"L’image que l’histoire retiendra d’ Eltsine sera celle du bouffon corrompu plus que l’homme fort et menaçant. Pourtant, ses politiques économiques et les guerres qu’il a déclaré pour les soutenir ont ajoutés au bilan de la croisade de l’école de Chicago, qui, depuis le Chili des années 1970, s’alourdit sans cesse. En plus des victimes du coup d’Etat d’Eltsine, en octobre, les guerres de Tchétchénie auraient coûtées la vie à 100 000 civils. Les massacres à plus grande échelle qu’il a provoqués se sont produits au ralenti, mais les chiffres sont beaucoup plus élevés (il s’agit des "dommages collatéraux" de la thérapie de choc économique.
En l’absence dune famine, d’un fléau ou d’une bataille de grande envergure, jamais un si grand nombre de personne n’aura perdu en si peu de temps. En 1998, plus de 80% des exploitations agricoles russes étaient en faillite, et environ 70 000 usines d’Etat avaient fermé leurs portes, d’où une véritable épidémie de chômage. En 1989, avant le thérapie de choc, deux millions d’habitants de la Fédération de Russie vivaient dans la pauvreté avec moins de 4$ par jour. Après l’administration de la "pilule amère", au milieu des années 1990, 74 millions de russes vivaient sous le seuil de pauvreté, selon les chiffres de la banque mondiale. Les responsables des "réformes économiques" ne peuvent donc pas se vanter d’avoir acculer à la pauvreté 72 millions de personnes seulement. En 1996, 25% des Russes (près de" 37 millions de personnes) vivaient dans une pauvreté qualifier d’ "écrasante".
Même si des millions de russes sont sortis de la pauvreté au cours des dernières années, en grande partie grâce à la hausse vertigineuse du prix du pétrole et du gaz naturel, la classe marginale des personnes extrêmement pauvres (de même que les maux associés aux statut de ces personnes rejetées) est demeurée. Dans les appartement glaciaux et surpeuplés de l’ère communistes, la vie était souvent misérable, mais au moins les russes était logés ; en 2006, le gouvernement a lui même reconnu que le pays comptait 715 000 enfants sans domicile fixe. Selon l’UNICEF, il y en aurait plutôt 3,5 millions.
Pendant la guerre froide, l’Occident voyait dans le taux d’alcoolisme élevé la preuve que la vie était si atroce sous le communisme qu’il fallait de grande quantité de vodka pour tenir le coup. Sous le régime capitaliste, les russes boivent deux fois plus qu’avant (et ils sont en en quête aussi d’analgésiques puissants). Alexandre Mikhaïlov, tsar de la lutte contre la drogue en Russie, affirme que le nombre de toxicomanes a augmenté de 900%entre 1994 et 2004 : le pays en compte aujourd’hui plus de 4 millions, dont de nombreux accros à l’héroïne. L’épidémie a contribué à la propagation d’un autre tueur silencieux : en 1995, 50 000 russes étaient séropositifs ; deux ans plus tard, ce chiffres avait doublé ; dix ans plus tard, selon l’ONUSIDA, près d’ un million de russe étaient infectés.

▸ CONSIGNES DE L'EXERCICE:
a: D'après le texte sur la Russie d'Eltsine, combien d'enfants sans domicile fixe le gouvernement russe reconnaissait-il en 2006 ?
b: Reprenez le texte sur la thérapie de choc en Russie et poursuivez-le à partir de sa dernière phrase.

Données recueillies
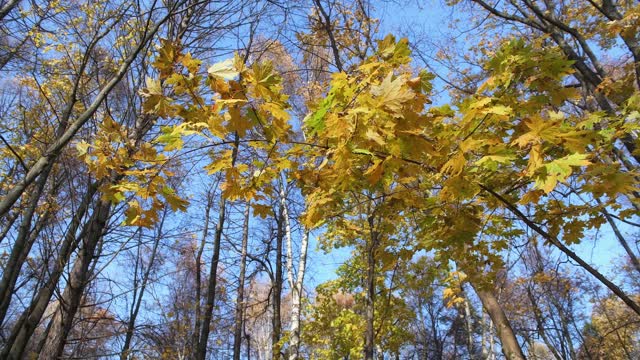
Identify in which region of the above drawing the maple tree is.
[0,0,640,360]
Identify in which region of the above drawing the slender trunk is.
[271,201,284,360]
[364,215,378,360]
[289,232,309,360]
[0,9,174,219]
[280,182,309,360]
[192,191,213,354]
[471,283,526,360]
[38,201,111,360]
[527,286,562,360]
[480,185,640,315]
[233,202,249,360]
[195,132,240,360]
[120,210,166,360]
[0,193,101,359]
[0,165,53,324]
[460,286,476,359]
[0,207,20,244]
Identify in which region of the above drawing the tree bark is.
[271,198,285,360]
[195,132,240,360]
[471,283,526,360]
[38,200,111,360]
[480,185,640,315]
[120,210,166,360]
[233,202,250,360]
[280,181,309,360]
[364,215,378,360]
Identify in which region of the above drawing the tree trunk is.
[120,210,166,360]
[195,132,240,360]
[192,189,213,354]
[471,284,526,360]
[0,194,102,359]
[38,200,111,360]
[271,198,284,360]
[280,181,309,360]
[233,202,249,360]
[364,215,378,360]
[0,165,53,324]
[480,185,640,315]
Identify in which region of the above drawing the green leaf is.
[207,59,240,80]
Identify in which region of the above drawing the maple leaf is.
[207,58,240,80]
[371,72,415,112]
[536,153,591,194]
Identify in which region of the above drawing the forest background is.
[0,0,640,360]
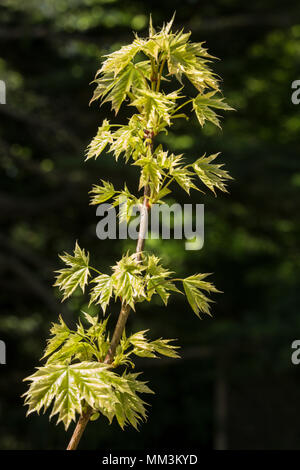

▸ CORRIGÉ DE L'EXERCICE:
a: 715 000 enfants.

b:
Ces morts sont lentes, mais il y en a aussi de plus rapides. Dès l’introduction de la thérapie de choc en Russie, en 1992, le taux de suicide, déjà élevé, a commencé à augmenter, en 1994, au plus fort des "réformes" d’Eltsine, il était presque deux fois plus élevé que huit ans au paravant. Les russes s’entretuaient aussi beaucoup plus souvent : en 1994, le nombre de crimes violents a plus que qudruplé.
"Qu’ont donc procuré à la mère patrie et à son peuple les quinze dernières années d’activité criminelles ?" demanda le chercheur Vladimir Gousev à l’occasion d’une manifestation en faveur de la démocratie tenue en 2006. "Les années de capitalisme criminel ont coûté la vie à 10% de la population." En Russie, la décroissance de la population est en effet spectaculaire (le pays perd en gros 700 000 habitants par année). Entre 1992 (première année complète d’application de la thérapie de choc) et 2006, la Russie a perdu 6,6 millions d’habitants. Il y a trente ans, André Gunder Frank, l’économiste dissident de l’école de Chicago, écrivit à Milton Friedman pour l’accuser de "génocide économique". Aujourd’hui, de nombreux russes utilisent les mêmes termes pour expliquer la lente disparition de leurs concitoyens.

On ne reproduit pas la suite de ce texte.